ЗАДАНИЯ:
1: В каком году, согласно отрывку об Эренбурге, он встретился с Троцким в Вене?
2: Выпишите, пожалуйста, из листинга все строки, где встречается слово «ceiling». Регистр букв учитывается.

-------- ПРЕДОСТАВЛЕННЫЙ ОТРЫВОК --------

А может быть, за поразившими нас вопросами был еще один, не угаданный нами смысл. Он хотел убедиться, современна ли написанная им книга, задевает ли он больные проблемы нашей истории и нашего сегодняшнего бытия? Если в ней много крамольного, труднопроходимого, если его ожидают нелегкие бои с редакторами и цензорами, значит, он написал нужную современникам, сражающуюся со сталинистской идеологией вещь. Когда он задавал нам вопросы — «проходимо», «непроходимо» — он имел в виду и это: на передовой он или отсиживается в тылу, боец он, участвующий в наступлении, или пенсионер, погруженный в ностальгические воспоминания о юности. Вот что его беспокоило...
Разговоры о рукописи и в связи с рукописью — к ней много раз возвращались и Эренбург, и мы — были долгими, часто уходящими далеко в сторону.
В предисловии к недавнему изданию мемуаров Эренбурга, первому изданию, в котором восстановлены все купюры, все места, изуродованные цензурой (жаль, что они не набраны для наглядности, как в воспоминаниях Г. К. Жукова, другим шрифтом), Бенедикт Сарнов передает некоторые из этих разговоров:
«Помню,— пишет Сарнов,— особенно поразило нас, когда он однажды спросил:
— А как по-вашему, главу о Бухарине напечатают?
Л. И. Лазарев ответил в том смысле, что решить этот вопрос может только Хрущев.
— А что? Хрущев, по-моему, должен неплохо относиться к Бухарину,— предположил я.
— Вы думаете? — быстро повернулся ко мне Эренбург.
Я промямлил что-то в положительном смысле, хотя уже не так уверенно.
— Ну, мне он это просто говорил, — сказал Илья Григорьевич.
Естественно, у нас создалось впечатление, что для него не составит труда как-нибудь при случае выяснить этот вопрос (как и любой другой) непосредственно с самим Хрущевым.
Но почему же тогда он интересуется мнением на этот счет таких, мягко говоря, не слишком влиятельных особ, как мы?
Загадка эта вскоре разъяснилась. Прочитав нам как-то письмо читателя. начинавшееся словами: «Неужели вы не можете сказать Н. С. Хрущеву...»,— Эренбург раздраженно проворчал:
— Они там думают, что я с Хрущевым чуть ли не каждый день чай пью.
И вот тут-то и завязался тот разговор, ради которого я счел возможным удариться в эти воспоминания.
Кто-то из нас спросил:
— Илья Григорьевич! А вы, когда писали главу о Бухарине, рассчитывали ее напечатать?
— Во всяком случае, я писал ее для печати,— ответил он.— В первой книге, которую я сейчас закончил, есть только одна глава, которая пойдет в архив. Это — глава о Троцком. Я сам не хочу ее печатать.
В ответ на наш немой вопрос он пояснил:
— Я встретился с ним в Вене, в 1909 году. Он очень мне не понравился.
— Чем?
— Всем... Авторитарностью, отношением к искусству... Может быть, даже из-за этой встречи я решил тогда отойти от партийной работы... Я не хочу сейчас печатать эту главу, потому что мое отрицательное отношение к Троцкому сегодня может быть ложно истолковано... А все остальное хочу напечатать... Вот вторая книга, над которой я сейчас работаю... С ней будет сложнее. Из нее дай бог чтобы мне удалось напечатать две трети. А треть пойдет в архив...

-------- ИСХОДНЫЕ ДАННЫЕ --------

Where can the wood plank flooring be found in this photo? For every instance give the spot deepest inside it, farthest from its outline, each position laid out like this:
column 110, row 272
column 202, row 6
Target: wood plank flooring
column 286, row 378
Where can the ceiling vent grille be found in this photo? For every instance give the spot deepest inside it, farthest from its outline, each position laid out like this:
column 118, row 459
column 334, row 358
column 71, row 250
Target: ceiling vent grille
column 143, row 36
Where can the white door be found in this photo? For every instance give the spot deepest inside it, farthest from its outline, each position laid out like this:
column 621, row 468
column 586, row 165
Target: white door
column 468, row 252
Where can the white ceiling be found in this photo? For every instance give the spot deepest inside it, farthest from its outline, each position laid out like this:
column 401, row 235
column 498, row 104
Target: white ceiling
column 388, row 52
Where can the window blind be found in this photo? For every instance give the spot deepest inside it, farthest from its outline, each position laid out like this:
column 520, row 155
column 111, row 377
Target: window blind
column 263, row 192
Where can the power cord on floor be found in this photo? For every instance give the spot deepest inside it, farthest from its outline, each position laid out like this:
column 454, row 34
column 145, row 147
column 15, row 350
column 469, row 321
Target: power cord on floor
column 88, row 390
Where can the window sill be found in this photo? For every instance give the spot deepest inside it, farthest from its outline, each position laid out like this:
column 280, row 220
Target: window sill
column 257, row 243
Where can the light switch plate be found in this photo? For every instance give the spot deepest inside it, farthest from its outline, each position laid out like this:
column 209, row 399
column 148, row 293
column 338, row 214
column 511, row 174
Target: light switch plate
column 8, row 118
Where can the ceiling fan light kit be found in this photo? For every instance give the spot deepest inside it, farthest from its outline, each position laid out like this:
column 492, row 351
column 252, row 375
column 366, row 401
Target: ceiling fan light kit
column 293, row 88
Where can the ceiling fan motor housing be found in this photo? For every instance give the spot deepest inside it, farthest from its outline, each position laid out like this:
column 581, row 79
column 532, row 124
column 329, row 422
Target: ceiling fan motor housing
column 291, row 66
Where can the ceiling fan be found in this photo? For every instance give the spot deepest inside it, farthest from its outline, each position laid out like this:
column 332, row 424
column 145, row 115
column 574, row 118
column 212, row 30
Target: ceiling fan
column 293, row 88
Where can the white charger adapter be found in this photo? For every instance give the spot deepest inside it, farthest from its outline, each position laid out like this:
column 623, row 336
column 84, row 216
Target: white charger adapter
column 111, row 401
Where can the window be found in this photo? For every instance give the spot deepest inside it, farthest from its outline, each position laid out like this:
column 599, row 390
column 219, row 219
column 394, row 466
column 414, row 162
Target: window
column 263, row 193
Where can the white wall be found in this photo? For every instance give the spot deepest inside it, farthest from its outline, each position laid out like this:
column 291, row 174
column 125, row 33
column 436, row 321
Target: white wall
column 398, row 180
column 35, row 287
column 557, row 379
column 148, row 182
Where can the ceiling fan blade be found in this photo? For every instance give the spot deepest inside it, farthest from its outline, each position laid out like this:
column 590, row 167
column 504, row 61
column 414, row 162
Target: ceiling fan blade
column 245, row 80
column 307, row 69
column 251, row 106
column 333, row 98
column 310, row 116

--------

ОТВЕТЫ НИЖЕ:
1: В 1909 году.

2:
Where can the ceiling vent grille be found in this photo? For every instance give the spot deepest inside it, farthest from its outline, each position laid out like this:
Target: ceiling vent grille
Where can the white ceiling be found in this photo? For every instance give the spot deepest inside it, farthest from its outline, each position laid out like this:
Target: white ceiling
Where can the ceiling fan light kit be found in this photo? For every instance give the spot deepest inside it, farthest from its outline, each position laid out like this:
Target: ceiling fan light kit
Where can the ceiling fan motor housing be found in this photo? For every instance give the spot deepest inside it, farthest from its outline, each position laid out like this:
Target: ceiling fan motor housing
Where can the ceiling fan be found in this photo? For every instance give the spot deepest inside it, farthest from its outline, each position laid out like this:
Target: ceiling fan
Where can the ceiling fan blade be found in this photo? For every instance give the spot deepest inside it, farthest from its outline, each position laid out like this:
Target: ceiling fan blade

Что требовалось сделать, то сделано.